→ WHAT YOU ARE ASKED TO DO: Each entry below should be written out exactly as it is, with no pictures.

------------

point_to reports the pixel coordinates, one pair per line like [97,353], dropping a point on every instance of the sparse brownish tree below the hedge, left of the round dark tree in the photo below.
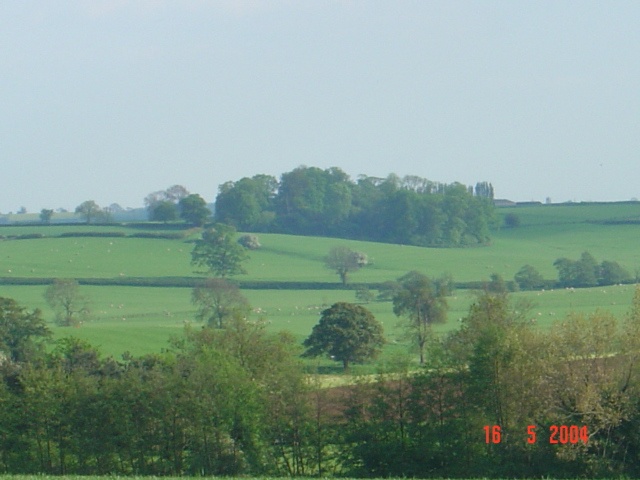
[218,301]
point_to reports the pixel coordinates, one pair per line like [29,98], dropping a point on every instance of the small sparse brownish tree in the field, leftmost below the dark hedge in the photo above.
[70,306]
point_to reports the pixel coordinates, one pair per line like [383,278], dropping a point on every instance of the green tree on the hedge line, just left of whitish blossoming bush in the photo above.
[219,252]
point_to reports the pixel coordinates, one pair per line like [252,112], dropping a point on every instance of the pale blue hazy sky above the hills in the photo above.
[109,100]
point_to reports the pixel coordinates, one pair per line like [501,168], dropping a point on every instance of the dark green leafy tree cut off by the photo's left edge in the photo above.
[20,330]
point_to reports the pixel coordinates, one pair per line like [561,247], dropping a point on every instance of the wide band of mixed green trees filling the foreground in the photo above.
[236,400]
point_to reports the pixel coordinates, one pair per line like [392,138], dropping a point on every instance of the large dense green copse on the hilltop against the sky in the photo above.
[312,201]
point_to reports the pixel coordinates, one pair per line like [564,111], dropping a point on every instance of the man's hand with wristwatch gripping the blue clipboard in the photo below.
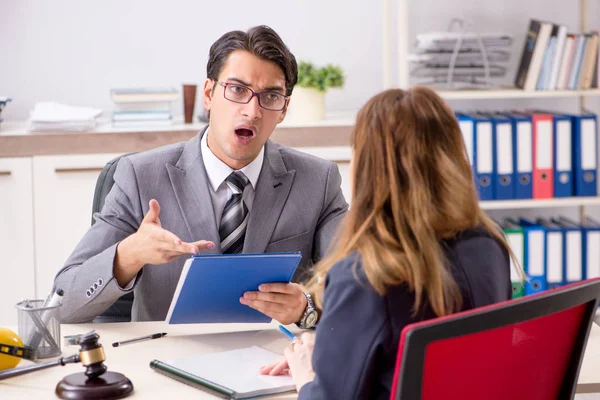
[284,302]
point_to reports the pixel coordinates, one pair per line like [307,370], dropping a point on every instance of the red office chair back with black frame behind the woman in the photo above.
[527,348]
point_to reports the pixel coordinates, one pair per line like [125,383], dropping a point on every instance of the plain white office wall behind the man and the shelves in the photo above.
[75,51]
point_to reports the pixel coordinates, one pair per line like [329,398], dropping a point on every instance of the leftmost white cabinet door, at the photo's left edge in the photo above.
[16,236]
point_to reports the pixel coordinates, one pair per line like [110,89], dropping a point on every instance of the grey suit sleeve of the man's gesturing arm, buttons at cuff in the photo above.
[87,276]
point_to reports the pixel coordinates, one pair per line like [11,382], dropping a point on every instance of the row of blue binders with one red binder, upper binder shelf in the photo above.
[531,154]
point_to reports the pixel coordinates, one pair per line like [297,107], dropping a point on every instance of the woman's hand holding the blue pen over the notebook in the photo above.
[299,359]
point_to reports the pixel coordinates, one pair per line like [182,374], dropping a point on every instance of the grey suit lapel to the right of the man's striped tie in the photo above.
[272,190]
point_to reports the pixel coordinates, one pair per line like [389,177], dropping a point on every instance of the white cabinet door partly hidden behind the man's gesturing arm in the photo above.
[63,194]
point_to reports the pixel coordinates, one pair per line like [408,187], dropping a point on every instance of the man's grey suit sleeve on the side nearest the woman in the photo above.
[334,209]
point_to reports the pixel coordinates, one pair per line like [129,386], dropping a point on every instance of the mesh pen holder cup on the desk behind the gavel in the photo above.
[39,327]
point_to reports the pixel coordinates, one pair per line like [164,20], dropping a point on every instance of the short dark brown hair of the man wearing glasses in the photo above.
[260,41]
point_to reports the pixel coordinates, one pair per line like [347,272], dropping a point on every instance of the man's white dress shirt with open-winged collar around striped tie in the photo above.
[217,171]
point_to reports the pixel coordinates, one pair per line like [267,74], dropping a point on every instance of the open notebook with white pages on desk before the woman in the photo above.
[231,374]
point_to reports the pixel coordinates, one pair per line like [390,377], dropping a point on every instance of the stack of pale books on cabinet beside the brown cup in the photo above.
[143,106]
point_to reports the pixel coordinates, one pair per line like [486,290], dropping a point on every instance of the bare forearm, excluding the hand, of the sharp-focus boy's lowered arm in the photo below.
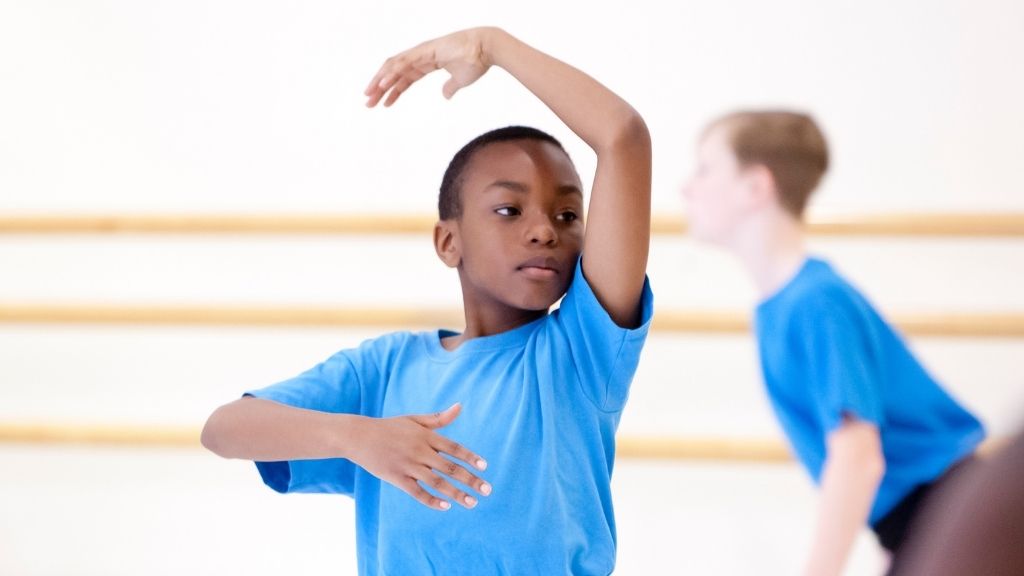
[261,430]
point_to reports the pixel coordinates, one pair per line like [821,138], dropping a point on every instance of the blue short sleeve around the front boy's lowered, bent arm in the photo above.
[331,387]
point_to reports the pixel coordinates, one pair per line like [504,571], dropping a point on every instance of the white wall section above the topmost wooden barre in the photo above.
[258,106]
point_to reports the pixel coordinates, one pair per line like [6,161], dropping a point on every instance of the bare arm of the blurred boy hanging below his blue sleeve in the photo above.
[849,483]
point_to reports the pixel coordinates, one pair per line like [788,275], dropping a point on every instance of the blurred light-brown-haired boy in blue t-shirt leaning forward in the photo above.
[870,425]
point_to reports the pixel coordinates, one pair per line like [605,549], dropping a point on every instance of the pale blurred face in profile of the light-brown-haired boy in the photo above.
[718,193]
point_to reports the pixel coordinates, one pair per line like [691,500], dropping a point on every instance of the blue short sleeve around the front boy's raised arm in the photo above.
[606,355]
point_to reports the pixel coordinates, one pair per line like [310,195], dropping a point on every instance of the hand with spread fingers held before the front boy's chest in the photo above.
[406,451]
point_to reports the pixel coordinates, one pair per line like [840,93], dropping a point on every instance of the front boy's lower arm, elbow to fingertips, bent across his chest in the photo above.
[401,450]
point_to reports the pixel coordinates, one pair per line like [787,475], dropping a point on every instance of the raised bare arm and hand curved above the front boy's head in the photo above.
[618,235]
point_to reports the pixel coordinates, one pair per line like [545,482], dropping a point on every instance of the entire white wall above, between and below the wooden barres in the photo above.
[194,107]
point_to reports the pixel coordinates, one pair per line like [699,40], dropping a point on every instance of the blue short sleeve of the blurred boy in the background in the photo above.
[843,362]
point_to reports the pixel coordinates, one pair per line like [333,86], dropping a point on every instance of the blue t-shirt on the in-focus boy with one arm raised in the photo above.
[541,403]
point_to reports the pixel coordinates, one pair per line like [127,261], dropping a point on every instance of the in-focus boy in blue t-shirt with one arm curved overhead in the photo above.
[538,395]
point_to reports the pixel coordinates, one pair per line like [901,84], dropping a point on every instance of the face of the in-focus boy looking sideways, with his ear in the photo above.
[522,230]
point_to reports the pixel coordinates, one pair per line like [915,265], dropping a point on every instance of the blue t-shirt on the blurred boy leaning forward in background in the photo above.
[826,353]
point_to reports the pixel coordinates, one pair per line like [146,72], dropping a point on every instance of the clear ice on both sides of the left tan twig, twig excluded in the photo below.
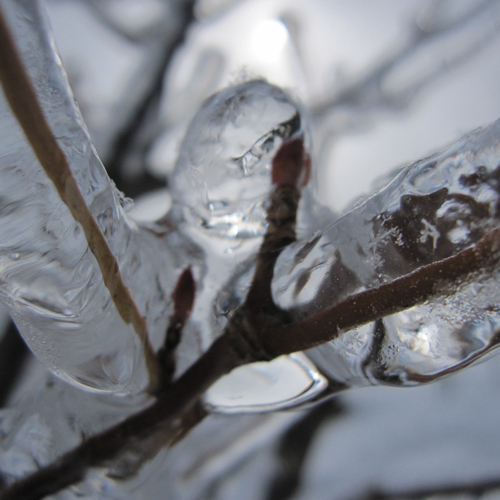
[49,279]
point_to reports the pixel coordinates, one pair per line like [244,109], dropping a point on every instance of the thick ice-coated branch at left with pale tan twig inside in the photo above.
[74,268]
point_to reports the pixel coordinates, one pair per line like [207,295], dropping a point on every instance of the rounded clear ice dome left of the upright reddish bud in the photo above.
[222,177]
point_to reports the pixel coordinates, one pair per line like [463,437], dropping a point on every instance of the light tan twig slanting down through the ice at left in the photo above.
[24,103]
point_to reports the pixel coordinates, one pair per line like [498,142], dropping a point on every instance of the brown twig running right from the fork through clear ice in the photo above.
[433,280]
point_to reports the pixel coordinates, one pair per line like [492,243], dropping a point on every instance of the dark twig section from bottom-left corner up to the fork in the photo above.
[172,404]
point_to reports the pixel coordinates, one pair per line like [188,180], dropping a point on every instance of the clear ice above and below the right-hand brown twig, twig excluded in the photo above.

------------

→ SOLUTION BELOW:
point_to reports the pixel coordinates, one pair per line like [97,353], dropping a point on every instance of the sparse brownish tree below the hedge, left of the round dark tree in the photo below.
[218,301]
point_to reports the pixel coordinates, one pair per line like [29,98], dropping a point on every instance of the small sparse brownish tree in the field, leftmost below the dark hedge in the photo above.
[70,306]
point_to reports the pixel coordinates, one pair per line like [383,278], dropping a point on every instance of the green tree on the hedge line, just left of whitish blossoming bush in the photo above.
[219,252]
point_to reports the pixel coordinates, one pair per line like [252,112], dropping a point on every instance of the pale blue hazy sky above the hills in the photo above.
[109,100]
point_to reports the pixel coordinates, one pair per line like [501,168], dropping a point on every instance of the dark green leafy tree cut off by the photo's left edge in the photo above.
[20,330]
point_to reports the pixel coordinates, one pair per line like [561,247], dropping a point on every instance of the wide band of mixed green trees filling the foreground in the photo above.
[236,400]
point_to reports the pixel coordinates, one pair per line like [392,138], dropping a point on every instance of the large dense green copse on the hilltop against the sky in the photo above.
[312,201]
point_to reports the pixel coordinates, one pair per line like [564,111], dropping a point on every instance of the man's hand with wristwatch gripping the blue clipboard in the photo below.
[284,302]
point_to reports the pixel coordinates, one pair per line like [307,370], dropping a point on every instance of the red office chair back with black frame behind the woman in the photo above.
[527,348]
point_to reports the pixel coordinates, one pair per line like [125,383], dropping a point on every instance of the plain white office wall behind the man and the shelves in the photo above.
[75,51]
point_to reports the pixel coordinates, one pair per line like [329,398], dropping a point on every instance of the leftmost white cabinet door, at the photo's left edge in the photo above.
[16,236]
point_to reports the pixel coordinates, one pair per line like [110,89], dropping a point on every instance of the grey suit sleeve of the man's gesturing arm, buttons at cuff in the photo above.
[87,276]
point_to reports the pixel coordinates, one pair per line like [11,382], dropping a point on every instance of the row of blue binders with one red binder, upper binder shelf in the photo above.
[531,154]
point_to reports the pixel coordinates, one pair per line like [297,107], dropping a point on every instance of the woman's hand holding the blue pen over the notebook in the photo above.
[299,359]
point_to reports the pixel coordinates, one pair per line like [182,374], dropping a point on every instance of the grey suit lapel to the right of the man's striped tie in the photo above.
[272,190]
point_to reports the pixel coordinates, one pair per line like [389,177], dropping a point on every instance of the white cabinet door partly hidden behind the man's gesturing arm in the photo above.
[63,194]
point_to reports the pixel coordinates, one pair per line like [408,187], dropping a point on every instance of the man's grey suit sleeve on the side nearest the woman in the photo above.
[334,209]
point_to reports the pixel coordinates, one pair per line like [129,386], dropping a point on every instance of the mesh pen holder cup on the desk behind the gavel in the photo above.
[39,327]
point_to reports the pixel coordinates, one pair per line like [164,20], dropping a point on every instance of the short dark brown hair of the man wearing glasses in the photo above.
[260,41]
point_to reports the pixel coordinates, one pair per line like [347,272], dropping a point on every instance of the man's white dress shirt with open-winged collar around striped tie in the photo above.
[217,171]
point_to reports the pixel coordinates, one pair per line like [267,74], dropping a point on every instance of the open notebook with white pages on desk before the woman in the photo above.
[231,374]
point_to reports the pixel coordinates, one pair per line like [390,377], dropping a point on every instance of the stack of pale books on cabinet beside the brown cup in the photo above.
[143,106]
point_to reports the pixel coordinates, one pair per line like [486,290], dropping a point on every instance of the bare forearm, excluding the hand, of the sharp-focus boy's lowered arm in the photo below.
[261,430]
point_to reports the pixel coordinates, one pair per line like [821,138], dropping a point on every instance of the blue short sleeve around the front boy's lowered, bent arm in the photo above.
[331,387]
point_to reports the pixel coordinates, one pair per line like [504,571], dropping a point on every instance of the white wall section above the topmost wooden barre in the photo above.
[258,106]
point_to reports the pixel coordinates, one pair per line like [6,161], dropping a point on every instance of the bare arm of the blurred boy hanging below his blue sleeve in the photo above.
[849,483]
point_to reports the pixel coordinates, one pair per line like [788,275], dropping a point on every instance of the blurred light-brown-haired boy in blue t-shirt leaning forward in the photo above.
[870,425]
point_to reports the pixel coordinates, one pair per line like [605,549], dropping a point on every instance of the pale blurred face in profile of the light-brown-haired boy in the photo above.
[718,193]
point_to reports the pixel coordinates, one pair per line like [691,500], dropping a point on every instance of the blue short sleeve around the front boy's raised arm in the photo above.
[606,355]
point_to reports the pixel coordinates, one pair per line like [310,195], dropping a point on every instance of the hand with spread fingers held before the front boy's chest in the photo above.
[406,451]
point_to reports the pixel coordinates, one pair per line like [840,93], dropping a point on every instance of the front boy's lower arm, elbow to fingertips, bent across his chest in the photo above.
[401,450]
point_to reports the pixel coordinates, one pair per line like [787,475], dropping a point on every instance of the raised bare arm and hand curved above the front boy's head in the photo above.
[618,235]
point_to reports the pixel coordinates, one pair per line like [545,482], dropping a point on every instance of the entire white wall above, between and below the wooden barres in the photo above.
[194,107]
point_to reports the pixel coordinates, one pair per line like [699,40], dropping a point on every instance of the blue short sleeve of the blurred boy in the background in the photo above.
[843,362]
point_to reports the pixel coordinates, one pair per line like [333,86], dropping a point on every instance of the blue t-shirt on the in-focus boy with one arm raised in the photo above.
[541,403]
point_to reports the pixel coordinates, one pair per line like [127,261], dropping a point on every instance of the in-focus boy in blue t-shirt with one arm curved overhead in the photo above.
[538,395]
point_to reports the pixel coordinates, one pair per line like [901,84], dropping a point on every instance of the face of the in-focus boy looking sideways, with his ear in the photo above.
[522,230]
point_to reports the pixel coordinates, one pair per line like [915,265], dropping a point on every instance of the blue t-shirt on the blurred boy leaning forward in background in the photo above.
[826,353]
point_to reports the pixel coordinates, one pair per line like [146,72], dropping a point on every instance of the clear ice on both sides of the left tan twig, twig excluded in the photo below.
[49,279]
point_to reports the pixel coordinates, one pair per line like [244,109], dropping a point on every instance of the thick ice-coated branch at left with pale tan twig inside in the photo above.
[74,268]
point_to reports the pixel coordinates, one pair per line like [207,295], dropping a point on every instance of the rounded clear ice dome left of the upright reddish bud in the photo above.
[222,177]
point_to reports the pixel coordinates, one pair per line like [463,437], dropping a point on every instance of the light tan twig slanting down through the ice at left in the photo above.
[24,103]
point_to reports the pixel coordinates, one pair per line like [498,142], dropping a point on every instance of the brown twig running right from the fork through clear ice in the photo above.
[433,280]
point_to reports the pixel coordinates, one pair per line like [492,243], dropping a point on every instance of the dark twig section from bottom-left corner up to the fork in the photo above.
[172,404]
point_to reports the pixel coordinates, one pair per line like [188,180], dropping a point on every instance of the clear ice above and below the right-hand brown twig, twig excluded in the photo above.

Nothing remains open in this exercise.